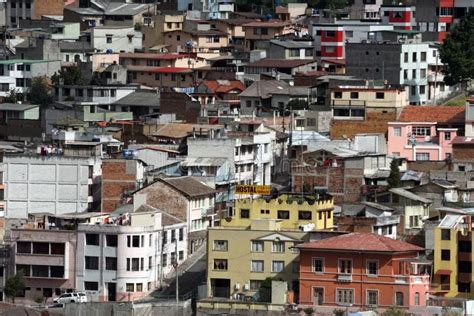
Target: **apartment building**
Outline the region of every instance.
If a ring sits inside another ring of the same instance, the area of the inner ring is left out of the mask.
[[[359,133],[382,133],[387,123],[396,120],[408,103],[400,86],[340,85],[330,90],[332,110],[331,138],[353,138]]]
[[[405,107],[388,123],[388,152],[410,161],[451,160],[464,112],[462,106]]]
[[[187,258],[186,223],[142,205],[118,209],[101,223],[77,228],[77,290],[91,301],[127,302],[162,285]]]
[[[415,7],[404,4],[384,4],[380,6],[380,18],[382,23],[391,24],[396,30],[409,31],[415,25]]]
[[[153,22],[143,27],[143,46],[147,48],[159,48],[165,44],[168,32],[183,29],[183,14],[157,14],[152,17]]]
[[[241,198],[229,209],[220,226],[250,227],[254,220],[279,221],[281,229],[331,230],[334,201],[327,193],[301,195],[280,194],[271,199]]]
[[[96,26],[90,31],[96,52],[134,52],[143,48],[143,33],[133,26]]]
[[[64,0],[14,0],[6,2],[6,23],[12,28],[20,26],[21,20],[41,20],[43,15],[62,15]]]
[[[135,205],[146,203],[186,223],[189,234],[188,253],[193,253],[205,241],[206,229],[213,227],[216,191],[199,181],[184,176],[159,179],[133,193]]]
[[[346,310],[426,306],[430,263],[422,248],[369,233],[299,244],[300,304]]]
[[[314,48],[310,42],[294,40],[270,40],[267,57],[271,59],[313,59]]]
[[[434,230],[435,295],[472,297],[472,218],[463,213],[445,215]]]
[[[100,158],[33,153],[6,155],[3,164],[6,218],[90,211],[100,200]]]
[[[430,76],[430,65],[433,64],[430,58],[436,56],[437,49],[421,42],[419,35],[405,40],[400,36],[398,42],[348,43],[346,74],[405,85],[410,104],[426,104],[435,98],[429,94],[430,86],[441,88],[439,78]]]
[[[266,49],[269,41],[294,32],[290,21],[252,21],[242,25],[245,32],[245,51]]]
[[[208,296],[243,300],[254,296],[268,277],[287,282],[297,293],[299,254],[292,247],[309,233],[284,228],[277,219],[249,223],[207,231]]]

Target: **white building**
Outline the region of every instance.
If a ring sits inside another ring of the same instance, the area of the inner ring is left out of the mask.
[[[175,271],[186,250],[186,223],[148,205],[114,212],[101,224],[80,224],[77,289],[92,301],[140,299]]]
[[[143,34],[133,27],[97,26],[91,30],[92,48],[98,52],[134,52],[143,48]]]
[[[3,158],[5,217],[90,210],[100,199],[100,159],[39,154]]]

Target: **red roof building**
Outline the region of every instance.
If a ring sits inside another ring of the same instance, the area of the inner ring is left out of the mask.
[[[430,263],[423,249],[388,237],[350,233],[297,246],[300,305],[333,309],[424,306]]]

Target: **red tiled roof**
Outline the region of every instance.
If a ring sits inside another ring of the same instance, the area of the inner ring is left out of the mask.
[[[159,73],[182,73],[182,72],[192,72],[192,69],[185,67],[158,67],[153,70],[153,72]]]
[[[407,242],[369,233],[350,233],[297,246],[301,250],[339,250],[345,252],[411,252],[423,248]]]
[[[179,58],[195,58],[195,54],[154,54],[154,53],[120,53],[120,58],[175,60]]]
[[[275,13],[276,14],[282,14],[282,13],[288,13],[288,8],[285,8],[281,5],[275,8]]]
[[[345,59],[323,59],[323,60],[321,60],[321,63],[328,63],[328,64],[334,64],[334,65],[345,65],[346,60]]]
[[[203,83],[214,93],[228,93],[236,89],[241,92],[245,90],[245,85],[239,80],[204,80]]]
[[[406,106],[400,114],[400,122],[464,123],[464,106]]]
[[[284,27],[290,25],[291,22],[281,20],[270,20],[270,21],[254,21],[242,25],[243,27]]]

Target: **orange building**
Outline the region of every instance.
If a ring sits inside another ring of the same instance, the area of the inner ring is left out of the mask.
[[[300,305],[416,309],[426,305],[430,262],[423,249],[380,235],[350,233],[303,243]]]

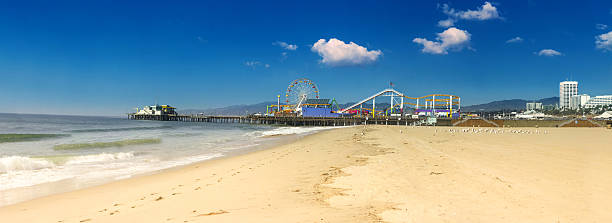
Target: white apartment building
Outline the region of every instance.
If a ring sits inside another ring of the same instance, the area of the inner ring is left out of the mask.
[[[542,103],[540,103],[540,102],[527,102],[525,107],[527,108],[527,111],[542,110]]]
[[[570,108],[572,96],[578,94],[577,81],[563,81],[559,83],[559,107],[561,109]]]
[[[595,96],[584,105],[585,108],[594,108],[598,105],[612,105],[612,95]]]
[[[591,99],[591,96],[588,94],[579,94],[574,95],[570,98],[570,108],[571,109],[579,109],[586,105],[586,103]]]

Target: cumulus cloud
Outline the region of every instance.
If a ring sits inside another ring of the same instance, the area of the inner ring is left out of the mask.
[[[599,30],[605,30],[608,28],[608,25],[606,24],[595,24],[595,28],[599,29]]]
[[[455,27],[448,28],[444,32],[438,33],[436,41],[425,38],[414,38],[412,42],[423,45],[423,53],[448,54],[448,50],[460,50],[470,41],[471,34],[465,30]]]
[[[280,46],[286,50],[297,50],[298,46],[297,45],[293,45],[293,44],[288,44],[286,42],[282,42],[282,41],[276,41],[274,43],[272,43],[272,45],[277,45]]]
[[[490,2],[485,2],[482,6],[478,7],[476,10],[468,9],[466,11],[456,10],[448,6],[448,4],[443,4],[441,6],[442,12],[448,15],[448,19],[440,20],[438,22],[438,26],[441,27],[451,27],[455,24],[457,20],[489,20],[489,19],[501,19],[502,17],[499,15],[499,11],[497,8],[493,6]]]
[[[520,43],[520,42],[523,42],[523,38],[521,38],[520,36],[506,40],[506,43]]]
[[[329,41],[320,39],[311,50],[322,57],[321,63],[330,66],[353,66],[376,62],[382,55],[380,50],[368,50],[354,42],[344,43],[342,40],[331,38]]]
[[[595,47],[603,51],[612,51],[612,31],[595,36]]]
[[[537,54],[538,54],[538,56],[547,56],[547,57],[563,55],[559,51],[556,51],[556,50],[553,50],[553,49],[543,49],[543,50],[540,50],[540,52],[537,52]]]
[[[489,2],[485,2],[477,10],[457,11],[449,8],[446,4],[443,6],[443,9],[445,14],[465,20],[489,20],[501,18],[497,8],[491,5]]]

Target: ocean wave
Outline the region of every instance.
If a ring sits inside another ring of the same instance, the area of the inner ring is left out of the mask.
[[[93,155],[75,156],[68,159],[65,165],[99,163],[107,161],[128,160],[134,158],[134,152],[127,153],[101,153]]]
[[[109,128],[109,129],[75,129],[69,132],[120,132],[120,131],[138,131],[138,130],[156,130],[156,129],[172,129],[174,126],[143,126],[143,127],[126,127],[126,128]]]
[[[53,146],[54,150],[78,150],[78,149],[92,149],[92,148],[107,148],[107,147],[123,147],[131,145],[144,145],[144,144],[159,144],[161,143],[160,138],[151,139],[126,139],[112,142],[92,142],[92,143],[73,143],[73,144],[59,144]]]
[[[66,134],[0,134],[0,143],[36,141],[46,138],[69,136]]]
[[[53,162],[41,158],[23,156],[4,156],[0,158],[0,173],[18,170],[39,170],[54,166]]]
[[[246,133],[247,136],[255,137],[271,137],[280,135],[294,135],[294,134],[306,134],[314,133],[321,130],[339,128],[339,127],[278,127],[271,130],[255,131]]]
[[[100,153],[82,156],[5,156],[0,158],[0,173],[21,170],[40,170],[56,166],[129,160],[132,158],[134,158],[134,152]]]

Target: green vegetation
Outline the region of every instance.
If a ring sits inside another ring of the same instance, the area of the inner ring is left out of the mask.
[[[36,141],[46,138],[68,136],[64,134],[0,134],[0,143]]]
[[[76,149],[91,149],[91,148],[107,148],[107,147],[123,147],[130,145],[157,144],[161,143],[161,139],[127,139],[114,142],[94,142],[94,143],[75,143],[75,144],[60,144],[53,146],[54,150],[76,150]]]

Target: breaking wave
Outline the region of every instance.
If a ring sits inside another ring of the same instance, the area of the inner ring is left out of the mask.
[[[53,168],[58,165],[78,165],[118,160],[129,160],[132,158],[134,158],[134,152],[100,153],[83,156],[5,156],[0,158],[0,173],[9,173],[21,170],[40,170],[46,168]]]
[[[53,162],[23,156],[5,156],[0,158],[0,173],[8,173],[18,170],[39,170],[54,167]]]
[[[247,133],[247,135],[255,136],[255,137],[272,137],[272,136],[280,136],[280,135],[314,133],[317,131],[332,129],[332,128],[341,128],[341,127],[279,127],[279,128],[275,128],[271,130],[250,132],[250,133]]]

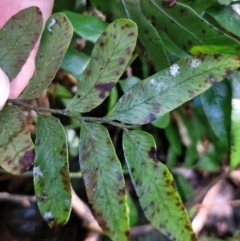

__Assignment__.
Copy out every line in the entries above that holds "roof".

__Answer space__.
Target: **red roof building**
Target: **red tiled roof**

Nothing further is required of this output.